Start of PASSAGE FOR REVIEW
Perhaps it should be noted that Allison’s Wells was not for everybody. There were and are those who might prefer a Holiday Inn. It is true that at Allison’s there was a good deal of uncertainty. Allison’s regulars learned to expect the unexpected, and that was part of the fun. For example, it happened upon one occasion that the dreamy youngster at the registration desk assigned two honeymoon couples to the same bedroom. When the Art Colony was in session experimental art might appear mysteriously in the guest rooms, the plumbing was always independent, and for several seasons chicken wire was much in favor for decorating effects. Mattresses and springs varied in quality from room to room, and old friends might be quickly switched from A-grade accommodations to an A-minus room if an A-plus dignitary of church or state hove into view. No matter, this is the stuff conversation is made of, and no planned activities were necessary so long as the guests had the other guests to talk about.
In a laudable effort to cool the dining room one hot Mississippi summer, an ingenious window fan was rigged up, which was supposed to blow through wet straw, thus cooling the air in the dining area and producing an early version of air conditioning. The straw was to be kept wet by a hose, which ran from a tub of water on the porch to the straw packed in the window. On the occasion of a July birthday party, soap bubbles suddenly burst upon the startled diners. At first, the dinner guests were simply amazed. They later compared notes, and reported that they all saw spots before their eyes at the same time. After much slapping at the air, the spots were identified as soap bubbles, which burst impartially into the soup, the salad, and the entree. It seems that the hose had inadvertently been immersed in the laundry tub, thus producing the unexpected visual effects. Was Hosford daunted by this phantasmagoria? Not at all. When a sudsy guest complained she smiled sweetly and said, “Darling, isn’t it wonderful? Where but at Allison’s could this have happened?”
As has been shown, Hosford was an early exponent of positive thinking. She could be seen any cold morning in early spring or late fall strolling gracefully toward the ice-cold swimming pool, fed by waters which must have originated in a glacier. Without changing pace, she would step lightly into the pool, do a few brisk laps, and float out, with never a sign to indicate that the temperature of the water was below freezing. This attitude enabled her to convince newcomers to the spa that shelling peas was fun, darning old table linen an art, and dredging leaves out of the swimming pool a game. Regulars knew better, but all had to serve their apprenticeship.
The ultimate reward for being a good guest was an invitation to “the Retreat.” This meant a drink before dinner with John and Hosford in their bosky hideaway beneath their own apartment. A basement space had been screened and floored with bricks; outside a cornfield pressed close, and vines of various denominations clung to the screens. Inside there was candlelight and conversation. If there should be a lull in the conversation, which was unlikely, you might hear an owl hoot or a dove mourn. The Retreat’s furnishings were eclectic, and so were the guests. John and Hosford might gather together a collection of artists and writers, clergymen and cotton planters, bridge players and ordinary people, provided they all seemed to be guests of good will. If their will was not good when they entered the retreat, it was usually good when they left. A white-coated waiter brought ice and real napkins, two drinks, no more, no less, were served, tall tales were told, and the stories got funnier with the second drink.
End of PASSAGE FOR REVIEW
Start of INFORMATION SHOWN
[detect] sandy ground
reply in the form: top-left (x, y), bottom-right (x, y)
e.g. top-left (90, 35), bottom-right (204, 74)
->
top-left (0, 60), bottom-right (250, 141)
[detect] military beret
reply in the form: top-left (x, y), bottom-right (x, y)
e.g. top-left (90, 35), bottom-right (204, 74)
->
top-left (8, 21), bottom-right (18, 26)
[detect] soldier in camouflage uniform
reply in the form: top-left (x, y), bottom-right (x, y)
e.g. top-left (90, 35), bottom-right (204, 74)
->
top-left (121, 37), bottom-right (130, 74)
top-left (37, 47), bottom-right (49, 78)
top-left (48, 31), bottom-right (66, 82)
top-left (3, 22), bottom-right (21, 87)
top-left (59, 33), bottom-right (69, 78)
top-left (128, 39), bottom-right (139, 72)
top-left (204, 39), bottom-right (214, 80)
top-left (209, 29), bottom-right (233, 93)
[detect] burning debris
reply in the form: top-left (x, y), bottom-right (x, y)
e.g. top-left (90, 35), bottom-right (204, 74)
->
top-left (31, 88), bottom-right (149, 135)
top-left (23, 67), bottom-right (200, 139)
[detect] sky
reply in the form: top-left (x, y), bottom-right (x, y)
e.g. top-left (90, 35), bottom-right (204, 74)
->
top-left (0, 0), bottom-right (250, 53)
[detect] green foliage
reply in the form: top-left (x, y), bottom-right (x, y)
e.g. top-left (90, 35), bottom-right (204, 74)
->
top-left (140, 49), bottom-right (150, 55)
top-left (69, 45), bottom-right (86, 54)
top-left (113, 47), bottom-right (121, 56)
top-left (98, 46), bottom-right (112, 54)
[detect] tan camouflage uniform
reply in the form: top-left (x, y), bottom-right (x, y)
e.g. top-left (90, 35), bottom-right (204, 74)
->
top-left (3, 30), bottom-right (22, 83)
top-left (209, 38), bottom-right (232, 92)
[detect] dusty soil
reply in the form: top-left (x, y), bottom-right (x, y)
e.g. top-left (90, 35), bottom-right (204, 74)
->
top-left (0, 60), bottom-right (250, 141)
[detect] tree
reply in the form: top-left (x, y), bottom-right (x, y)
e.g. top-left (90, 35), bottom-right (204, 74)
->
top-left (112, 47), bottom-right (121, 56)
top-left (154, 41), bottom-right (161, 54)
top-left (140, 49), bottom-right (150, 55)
End of INFORMATION SHOWN
SET OF TASKS:
1/ In the passage on Allison's Wells, what kept the straw in the dining-room window wet?
2/ Summarize the passage on Allison's Wells in two sentences.
3/ List every kind of person the passage on Allison's Wells says John and Hosford might gather together at the Retreat.
None of the entries are needed for this work.

YOUR WRITTEN ANSWERS:
1/ A hose that ran from a tub of water on the porch to the straw packed in the window.

2/ Allison's Wells was full of uncertainty, with mix-ups such as soap bubbles bursting on diners after a cooling hose was accidentally placed in the laundry tub, and Hosford met every such mishap with unshakable positive thinking. Good guests were rewarded with an invitation to the Retreat, a screened basement hideaway where John and Hosford served exactly two drinks by candlelight to a varied gathering of guests of good will.

3/ Artists, writers, clergymen, cotton planters, bridge players, ordinary people